Id. at 178-79, 978 A.2d at 361.

Instantly, Appellant's counsel filed an application to withdraw. The application states that counsel reviewed the entire record and relevant law to determine that the appeal is frivolous. Counsel also supplied Appellant with a copy of the Anders brief and a letter explaining Appellant's right to retain new counsel or proceed pro se to raise any additional points Appellant deems worthy of this Court's attention.

In the Anders brief, counsel provided a statement of facts and procedural history of the case. The argument section of the brief refers to relevant case law concerning Appellant's issues, and it provides citations to facts from the record. Counsel also provides the reasons for her conclusion that the appeal is wholly frivolous. Therefore, counsel has substantially complied with the technical requirements of Anders and Santiago.

Appellant has not responded to the Anders brief pro se or with newly retained private counsel. Counsel raises the following issues on Appellant's behalf:

Whether the trial court erred in accepting the jury's verdict where the Commonwealth failed to present sufficient evidence … where [Appellant] was found in close proximity to the firearm.
Whether the trial court erred in accepting the jury's verdict which went against the weight of the evidence which established three individuals were in close proximity of the firearm.
(Anders Brief at 4) (footnote omitted).

#### [Dataset extract]
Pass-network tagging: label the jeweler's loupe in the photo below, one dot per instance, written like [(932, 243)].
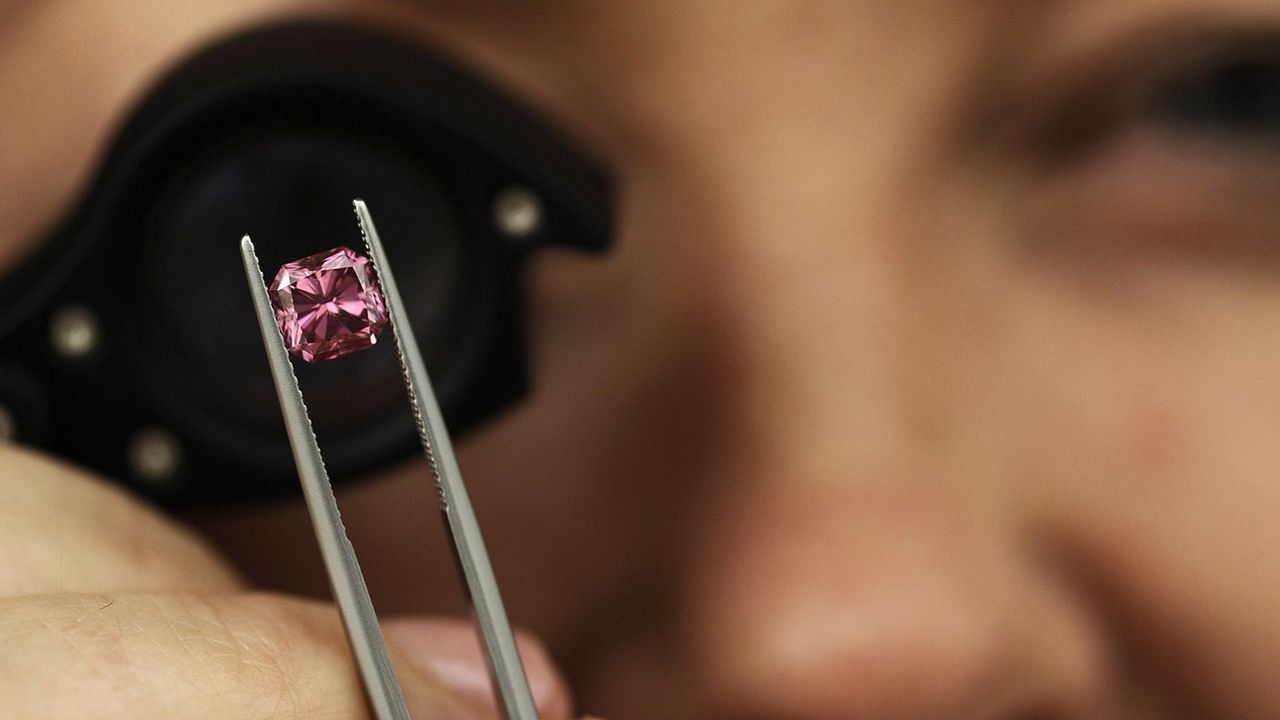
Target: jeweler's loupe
[(122, 341)]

#### [Task requirements]
a: In the opinion excerpt, what did counsel send Appellant along with a copy of the Anders brief?
b: Reproduce verbatim everything in the opinion excerpt from "Appellant has not" down to "4) (footnote omitted).".
Rely on the opinion excerpt alone, not the data.

#### [Answers by task]
a: A letter explaining Appellant's right to retain new counsel or proceed pro se to raise any additional points Appellant deems worthy of the Court's attention.

b:
Appellant has not responded to the Anders brief pro se or with newly retained private counsel. Counsel raises the following issues on Appellant's behalf:

Whether the trial court erred in accepting the jury's verdict where the Commonwealth failed to present sufficient evidence … where [Appellant] was found in close proximity to the firearm.
Whether the trial court erred in accepting the jury's verdict which went against the weight of the evidence which established three individuals were in close proximity of the firearm.
(Anders Brief at 4) (footnote omitted).